● YOUR INSTRUCTIONS: Copy the entries below word for word, minus the pictures.

(Data records)
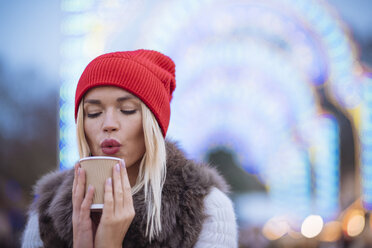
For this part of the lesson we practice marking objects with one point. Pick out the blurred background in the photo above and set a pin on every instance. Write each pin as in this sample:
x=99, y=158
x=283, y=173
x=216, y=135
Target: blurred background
x=277, y=94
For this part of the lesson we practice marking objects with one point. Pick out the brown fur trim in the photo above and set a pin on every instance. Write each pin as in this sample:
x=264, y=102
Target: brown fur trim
x=182, y=212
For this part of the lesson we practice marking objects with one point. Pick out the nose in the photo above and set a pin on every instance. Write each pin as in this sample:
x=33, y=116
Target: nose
x=110, y=123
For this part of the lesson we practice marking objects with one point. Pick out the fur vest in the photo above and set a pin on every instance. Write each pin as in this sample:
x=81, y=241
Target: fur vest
x=182, y=210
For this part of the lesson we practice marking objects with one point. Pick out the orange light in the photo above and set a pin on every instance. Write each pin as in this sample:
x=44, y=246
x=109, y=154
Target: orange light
x=331, y=232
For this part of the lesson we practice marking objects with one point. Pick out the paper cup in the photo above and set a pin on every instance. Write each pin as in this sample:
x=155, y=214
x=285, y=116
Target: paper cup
x=98, y=170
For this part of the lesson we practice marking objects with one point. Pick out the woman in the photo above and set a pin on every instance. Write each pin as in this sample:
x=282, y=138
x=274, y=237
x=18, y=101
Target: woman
x=156, y=197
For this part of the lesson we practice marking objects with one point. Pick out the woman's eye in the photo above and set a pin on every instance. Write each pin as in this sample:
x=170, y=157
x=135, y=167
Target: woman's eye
x=94, y=115
x=128, y=112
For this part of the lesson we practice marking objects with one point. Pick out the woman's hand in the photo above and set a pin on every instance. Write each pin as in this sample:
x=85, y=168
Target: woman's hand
x=81, y=222
x=118, y=211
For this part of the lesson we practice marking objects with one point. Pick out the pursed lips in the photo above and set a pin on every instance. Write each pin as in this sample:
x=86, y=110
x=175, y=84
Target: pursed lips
x=110, y=146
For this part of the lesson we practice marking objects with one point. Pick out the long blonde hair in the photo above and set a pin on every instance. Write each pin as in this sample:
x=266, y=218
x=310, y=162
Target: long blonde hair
x=152, y=169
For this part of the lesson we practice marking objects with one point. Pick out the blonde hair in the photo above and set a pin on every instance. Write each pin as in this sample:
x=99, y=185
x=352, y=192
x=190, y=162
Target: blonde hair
x=152, y=169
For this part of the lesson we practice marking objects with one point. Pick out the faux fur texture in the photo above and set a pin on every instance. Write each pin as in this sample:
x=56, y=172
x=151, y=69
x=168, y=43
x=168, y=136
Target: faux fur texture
x=182, y=212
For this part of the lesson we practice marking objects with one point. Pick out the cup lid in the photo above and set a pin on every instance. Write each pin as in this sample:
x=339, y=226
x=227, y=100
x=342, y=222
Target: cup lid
x=99, y=157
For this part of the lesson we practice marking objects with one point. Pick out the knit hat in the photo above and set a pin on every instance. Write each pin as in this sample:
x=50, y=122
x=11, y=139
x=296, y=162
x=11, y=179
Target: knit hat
x=147, y=74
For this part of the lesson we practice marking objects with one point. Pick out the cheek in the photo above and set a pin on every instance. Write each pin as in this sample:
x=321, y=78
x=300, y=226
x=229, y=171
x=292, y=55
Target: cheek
x=89, y=130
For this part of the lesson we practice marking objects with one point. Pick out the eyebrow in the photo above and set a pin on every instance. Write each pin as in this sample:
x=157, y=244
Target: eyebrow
x=98, y=102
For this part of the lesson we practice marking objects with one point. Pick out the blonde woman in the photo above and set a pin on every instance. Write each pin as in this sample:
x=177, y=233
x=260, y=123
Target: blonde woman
x=156, y=197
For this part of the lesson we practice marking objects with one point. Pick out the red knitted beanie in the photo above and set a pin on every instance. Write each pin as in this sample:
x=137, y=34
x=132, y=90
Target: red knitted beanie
x=147, y=74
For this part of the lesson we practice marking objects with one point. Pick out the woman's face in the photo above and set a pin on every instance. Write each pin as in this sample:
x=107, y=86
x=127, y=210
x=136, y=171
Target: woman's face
x=113, y=124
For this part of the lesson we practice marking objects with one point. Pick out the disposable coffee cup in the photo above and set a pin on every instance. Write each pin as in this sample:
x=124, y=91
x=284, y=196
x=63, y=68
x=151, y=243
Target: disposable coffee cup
x=98, y=170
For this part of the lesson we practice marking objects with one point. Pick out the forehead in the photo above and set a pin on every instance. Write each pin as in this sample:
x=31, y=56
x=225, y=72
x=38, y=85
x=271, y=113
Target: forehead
x=107, y=91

● THE ANSWER:
For this part of the lesson we practice marking objects with one point. Pick out the blurred background in the photo above and set a pin on every instance. Write each pin as in this sample:
x=99, y=158
x=283, y=173
x=216, y=135
Target: blurred background
x=277, y=94
For this part of the lesson we practice marking objects with one point. Pick out the brown fur trim in the photo above and set a pin on every instance. Write each pin as in this sample:
x=264, y=102
Target: brown fur trim
x=182, y=212
For this part of the lesson we practice marking objects with one point. Pick out the nose in the photo above and set a pin on every instance. Write each pin as in this sample:
x=33, y=116
Target: nose
x=110, y=123
For this part of the lesson we practice marking objects with one point. Pick out the fur vest in the photo above and set a pin on every instance. Write each pin as in this sample:
x=81, y=241
Target: fur vest
x=182, y=210
For this part of the lesson we practice marking objects with one point. Pick out the orange light in the photo above and set a pin on every instance. Write each pin as in this sample:
x=44, y=246
x=109, y=154
Target: orange light
x=331, y=232
For this part of the lesson we practice marking objects with one point. Pick out the paper cup in the photo above and set a pin on every instance. Write each pin as in this sample:
x=155, y=214
x=285, y=116
Target: paper cup
x=98, y=170
For this part of the lesson we practice marking objects with one point. Pick out the woman in the photo above and set a pin on every instance. Write each pin as in this sample:
x=282, y=138
x=274, y=237
x=18, y=101
Target: woman
x=156, y=197
For this part of the lesson we practice marking objects with one point. Pick out the woman's eye in the photo above and set a pin on every instance. Write each pin as in this sample:
x=170, y=157
x=135, y=167
Target: woman's eye
x=94, y=115
x=128, y=112
For this part of the lesson we practice marking objects with one point. Pick out the woman's hand in the photo above and set a pin on every instance. Write each pin as in this sample:
x=85, y=168
Target: woman's hand
x=81, y=222
x=118, y=211
For this part of the lesson we practice marking objects with one point. Pick out the pursed lips in the photo above and set a pin on every instance. Write each pin as in this sample:
x=86, y=110
x=175, y=84
Target: pursed lips
x=110, y=146
For this part of the lesson we practice marking objects with one point. Pick out the long blonde hair in the photo above and set a pin on every instance. Write each pin as in this sample:
x=266, y=218
x=310, y=162
Target: long blonde hair
x=152, y=169
For this part of the lesson we practice marking objects with one point. Pick out the blonde hair in the photo above and set a pin on every instance. Write each pin as in this sample:
x=99, y=185
x=352, y=192
x=190, y=162
Target: blonde hair
x=152, y=169
For this part of the lesson we practice marking objects with one point. Pick out the faux fur texture in the photo above and set a pin on every instance. Write each pin as in this sample:
x=56, y=172
x=151, y=69
x=168, y=43
x=168, y=136
Target: faux fur texture
x=182, y=212
For this part of the lesson we practice marking objects with one point. Pick out the cup lid in the photo above and set a pin on every instance. Write each pin as in this sample:
x=339, y=226
x=227, y=100
x=342, y=222
Target: cup lid
x=99, y=157
For this part of the lesson we practice marking objects with one point. Pick out the knit hat in the photo above and set a pin on every instance. Write each pin as in this sample:
x=50, y=122
x=11, y=139
x=296, y=162
x=11, y=179
Target: knit hat
x=147, y=74
For this part of the lesson we practice marking objects with one point. Pick out the cheek in the photo above and set a pin on every instance. Write each pin as in this sample:
x=321, y=78
x=300, y=226
x=229, y=171
x=292, y=55
Target: cheek
x=89, y=130
For this part of the lesson we practice marking objects with one point. Pick out the eyebrow in the photo above and set a pin on every instance. Write each pin as in this sample:
x=157, y=244
Target: eyebrow
x=98, y=102
For this part of the lesson we practice marking objects with one point. Pick out the blonde woman in the photo above and set a pin on every instance. Write each pin as in this sample:
x=177, y=233
x=260, y=123
Target: blonde woman
x=156, y=197
For this part of the lesson we practice marking objects with one point. Pick out the red knitted beanie in the photo above and set a pin on every instance. Write each pin as in this sample:
x=137, y=34
x=132, y=90
Target: red knitted beanie
x=147, y=74
For this part of the lesson we practice marking objects with one point. Pick out the woman's face in the photo above and set a pin on every instance. Write each pin as in this sample:
x=107, y=86
x=127, y=210
x=136, y=171
Target: woman's face
x=113, y=124
For this part of the lesson we practice marking objects with one point. Pick out the disposable coffee cup in the photo above and set a pin on every instance. Write each pin as in this sample:
x=124, y=91
x=284, y=196
x=63, y=68
x=151, y=243
Target: disposable coffee cup
x=98, y=170
For this part of the lesson we practice marking objects with one point. Pick out the forehead in the photo above and set a pin on every instance. Write each pin as in this sample:
x=31, y=56
x=225, y=72
x=38, y=85
x=271, y=113
Target: forehead
x=107, y=91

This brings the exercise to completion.